TASK PROMPT ▸ Could you reproduce every one of the items below word for word, with nothing left out or changed?
◆ ◆ ◆
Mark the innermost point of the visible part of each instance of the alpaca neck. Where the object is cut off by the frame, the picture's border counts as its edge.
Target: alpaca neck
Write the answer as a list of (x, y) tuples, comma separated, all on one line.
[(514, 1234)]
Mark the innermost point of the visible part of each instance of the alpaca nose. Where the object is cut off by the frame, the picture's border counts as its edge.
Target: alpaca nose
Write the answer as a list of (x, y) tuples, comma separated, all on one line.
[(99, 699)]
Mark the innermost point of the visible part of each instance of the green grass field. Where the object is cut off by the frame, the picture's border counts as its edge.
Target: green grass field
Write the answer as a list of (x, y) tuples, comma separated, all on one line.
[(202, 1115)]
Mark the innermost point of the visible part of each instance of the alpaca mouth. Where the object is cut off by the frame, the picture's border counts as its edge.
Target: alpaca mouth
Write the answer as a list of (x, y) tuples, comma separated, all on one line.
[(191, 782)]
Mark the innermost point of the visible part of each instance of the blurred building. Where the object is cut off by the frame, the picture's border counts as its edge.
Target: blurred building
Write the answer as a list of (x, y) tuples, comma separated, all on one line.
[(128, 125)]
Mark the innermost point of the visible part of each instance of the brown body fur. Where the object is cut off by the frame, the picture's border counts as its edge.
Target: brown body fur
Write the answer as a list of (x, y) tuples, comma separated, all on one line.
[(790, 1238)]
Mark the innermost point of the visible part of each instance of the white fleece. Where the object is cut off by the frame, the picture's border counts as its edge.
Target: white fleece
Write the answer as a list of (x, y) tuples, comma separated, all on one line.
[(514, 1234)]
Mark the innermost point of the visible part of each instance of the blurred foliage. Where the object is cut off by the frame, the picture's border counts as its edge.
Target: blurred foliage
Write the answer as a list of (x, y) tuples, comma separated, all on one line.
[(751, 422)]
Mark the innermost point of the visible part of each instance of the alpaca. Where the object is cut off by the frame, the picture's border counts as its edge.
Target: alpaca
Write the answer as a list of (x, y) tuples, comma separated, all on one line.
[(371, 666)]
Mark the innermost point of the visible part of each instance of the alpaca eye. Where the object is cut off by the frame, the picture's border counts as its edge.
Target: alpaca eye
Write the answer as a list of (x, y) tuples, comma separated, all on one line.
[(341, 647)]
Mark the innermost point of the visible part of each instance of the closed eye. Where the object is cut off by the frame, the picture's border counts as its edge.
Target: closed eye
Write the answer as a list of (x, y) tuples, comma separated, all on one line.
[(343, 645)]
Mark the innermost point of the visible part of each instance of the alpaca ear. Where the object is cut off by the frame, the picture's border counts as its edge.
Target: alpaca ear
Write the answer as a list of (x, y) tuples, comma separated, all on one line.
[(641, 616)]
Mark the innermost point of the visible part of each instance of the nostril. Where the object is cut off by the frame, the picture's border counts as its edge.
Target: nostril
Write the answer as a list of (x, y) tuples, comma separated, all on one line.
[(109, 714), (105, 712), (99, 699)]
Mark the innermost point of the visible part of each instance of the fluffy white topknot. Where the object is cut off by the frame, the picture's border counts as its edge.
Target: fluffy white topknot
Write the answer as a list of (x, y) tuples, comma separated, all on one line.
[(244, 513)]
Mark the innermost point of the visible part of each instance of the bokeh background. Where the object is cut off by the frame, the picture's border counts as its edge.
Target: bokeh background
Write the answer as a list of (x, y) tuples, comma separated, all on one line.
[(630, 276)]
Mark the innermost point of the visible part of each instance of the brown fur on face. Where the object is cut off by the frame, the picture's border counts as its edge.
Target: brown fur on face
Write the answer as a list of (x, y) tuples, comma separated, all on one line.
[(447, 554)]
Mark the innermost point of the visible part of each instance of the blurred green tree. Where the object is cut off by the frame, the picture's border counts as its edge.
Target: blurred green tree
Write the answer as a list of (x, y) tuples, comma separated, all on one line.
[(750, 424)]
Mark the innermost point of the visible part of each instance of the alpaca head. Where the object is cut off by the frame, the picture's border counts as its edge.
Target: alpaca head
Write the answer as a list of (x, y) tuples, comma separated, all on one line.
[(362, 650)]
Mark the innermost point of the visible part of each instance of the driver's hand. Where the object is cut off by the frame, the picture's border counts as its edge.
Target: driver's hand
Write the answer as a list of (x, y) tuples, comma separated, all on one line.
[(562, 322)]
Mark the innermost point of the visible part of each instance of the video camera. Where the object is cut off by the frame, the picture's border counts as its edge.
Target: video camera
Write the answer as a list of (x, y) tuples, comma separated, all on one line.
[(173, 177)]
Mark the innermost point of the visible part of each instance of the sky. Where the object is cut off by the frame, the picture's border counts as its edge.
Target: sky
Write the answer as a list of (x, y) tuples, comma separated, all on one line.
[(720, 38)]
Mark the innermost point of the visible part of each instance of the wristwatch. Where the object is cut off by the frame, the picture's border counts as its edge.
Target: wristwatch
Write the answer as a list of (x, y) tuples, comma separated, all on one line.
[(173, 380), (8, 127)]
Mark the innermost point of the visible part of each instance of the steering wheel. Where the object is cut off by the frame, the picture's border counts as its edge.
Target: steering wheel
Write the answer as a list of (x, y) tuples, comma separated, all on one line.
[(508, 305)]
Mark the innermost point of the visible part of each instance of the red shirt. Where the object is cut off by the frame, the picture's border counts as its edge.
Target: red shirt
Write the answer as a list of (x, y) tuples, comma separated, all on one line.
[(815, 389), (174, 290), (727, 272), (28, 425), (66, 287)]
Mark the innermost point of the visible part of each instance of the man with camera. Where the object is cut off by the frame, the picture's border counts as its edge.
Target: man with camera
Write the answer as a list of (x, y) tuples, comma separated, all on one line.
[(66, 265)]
◆ ◆ ◆
RESULT OF THIS TASK ▸
Mark the innermost point of the visible part of each instance of the alpaca neck. Where the object is cut off by the frame, the picture's border counts as its edge.
Target: alpaca neck
Write the answer as a list of (x, y) tuples, comma separated, all on one line.
[(514, 1234)]
Mark the innermost point of the visible part of each instance of the alpaca nose. Where the object is cut off by the frame, the picture's border counts as its edge.
Target: alpaca nose
Write the answer as a list of (x, y) tuples, comma separated, all on one line.
[(99, 699)]
Mark the innermost point of the visible part of each instance of the green grass field. Where the object is cut off by the frame, the picture's border counts as its edge.
Target: green grass field
Write the answer as a list of (x, y) tuples, comma separated, all on one line.
[(202, 1115)]
Mark the innermost point of the visible part of each instance of the alpaca mouth. Where the object is cut off by the frame, the picture's border counts as its edge.
Target: alpaca mouth
Write the answer as a list of (x, y) tuples, comma separated, all on one line.
[(191, 782)]
Mark the innermost point of the visible part of each instance of the blurred building. Where the object is cut off by the frame, the picture's border counts as its edge.
Target: blurred building
Write the answer as a list of (x, y) tuples, comma separated, all on one line.
[(128, 125)]
Mark the innermost point of the visible part of each instance of the brown body fur. Where the object is cut off by the frame, the picture's border counts as its edge.
Target: brown body fur
Write the answer as a list of (x, y) tuples, comma separated, all on one line.
[(790, 1238)]
Mark the innermost point of the visible part of each instance of the white fleece. Where the object is cut off by the frame, the picture's border counts as its edge.
Target: white fleece
Write the answer as a list of (x, y) tuples, comma separated, all on one line.
[(514, 1234)]
Mark the innermost point of the visible part of each instance of the blurred foliage. Where the object is cut off by the frame, the picture's border counts as its edge.
Target: blurred foliage
Write the answer as a list of (x, y) tuples, comma separated, all on one line.
[(751, 422)]
Mark the innermost point of the visible part of each instance of the alpaca. Where the object is cut off by the frame, the picture's border counts as its edge.
Target: alpaca
Write the answer as a list of (x, y) tuples, comma separated, all on one line.
[(371, 666)]
Mark the innermost point of the visible part of each instance of the alpaca eye. Where the object is cut off by the frame, the picture's border counts as its edge.
Target: alpaca eye
Write the answer as a list of (x, y) tuples, comma separated, all on one line.
[(341, 647)]
Mark the innermost point of the visible part of each instance of the closed eye. Where the object is cut off by the frame, the picture's border counts as its edge.
Target: closed eye
Write the answer as a list of (x, y) tuples, comma separated, all on one line.
[(343, 645)]
Mark the innermost point of the visible part of each instance of the alpaca ear. Where the object is cut off by the frame, the picture's border counts as its edge.
Target: alpaca ear
Write the answer as a list of (x, y) tuples, comma separated, all on one line.
[(641, 616)]
Mark the innermost point of the visible part of each instance of the nostril. Where the object is cut off by the frame, the picture's border counts as its edge.
Target: nostril
Write the answer as a list of (x, y) tuples, comma separated, all on one line.
[(109, 714), (105, 712), (99, 699)]
Mark the innermost point of the visible part of each instance of the fluffy white topknot. Where the object is cut off by the frame, the picture's border counts as its edge.
Target: fluffy white topknot
Write the answer as a list of (x, y) tuples, comma separated, all on one line.
[(244, 513)]
Mark the innermost point of the visible part of each instance of the bokeh background. Where the object is cut off by the frame, the picture's border counts as its edge.
Target: bokeh background
Write the answer as a list of (x, y) tuples, comma separated, all on one line.
[(630, 276)]
Mark the innermost point of the visible part of each instance of the brown fur on face. Where the object is cut off by the frame, the picture's border counts as its edge.
Target: brown fur on face
Write the answer as a list of (x, y) tuples, comma separated, all on one line.
[(447, 554)]
Mark the innermost point of the visible part of each instance of the blurred green tree. Where the object is cut off by the frame, the picture's border counts as its edge.
Target: blurred green tree
Write the answer as a list of (x, y) tuples, comma separated, all on one line.
[(750, 424)]
Mark the innermost point of the visible part of each instance of the alpaca head. Where the object is cut off by the frame, the picture's border counts as its edge.
Target: alpaca head
Write the answer as a list of (x, y) tuples, comma separated, all on one line.
[(362, 650)]
Mark the innermost point of the visible part of each instance of the driver's hand. Where the object is cut off by the frame, the picture's border counts as its edge.
Target: driver's hand
Write the answer as a list of (x, y) tuples, comma separated, all on one line.
[(562, 322)]
Mark the innermost point of the visible part of each instance of the video camera. Where the object is cut off by the frame, the picture's border counts as its edge.
Target: video camera
Write the answer as a list of (x, y) tuples, comma separated, all on one line.
[(173, 177)]
Mark the innermost point of the visible part of each instance of the sky. Where the object is cut off by the frame, the picture's border counts as its edge.
Target: sky
Write the answer as a list of (x, y) tuples, comma separated, all on one line.
[(720, 38)]
Mark the innermost point of the visible part of each instance of the wristwatch. Where the object is cut off by the frame, the picture's border counts as its edge.
Target: wristwatch
Write the answer as a list of (x, y) tuples, comma separated, all on one line.
[(173, 380), (8, 127)]
Mark the innermost point of the visible part of each instance of the steering wheel. Where the object is cut off by the frame, the picture's border counts as its edge.
Target: steering wheel
Write the answer as a list of (x, y) tuples, comma separated, all on one line.
[(508, 305)]
Mark the innermost point of the visible part of each instance of the red shirt. Where the object is cut off by the frame, the picture's border counts as its edge.
Target: red shirt
Write the answer as a list of (x, y) tuples, comma separated, all on one line.
[(815, 389), (174, 290), (727, 272), (28, 425), (66, 287)]
Mark the innermost point of the visible part of each instance of the man with camera. Where the object is cut off by the frame, the picture's border counts as its edge.
Target: man with camera
Write the answer as a list of (x, y) tuples, comma separated, all on one line.
[(66, 265)]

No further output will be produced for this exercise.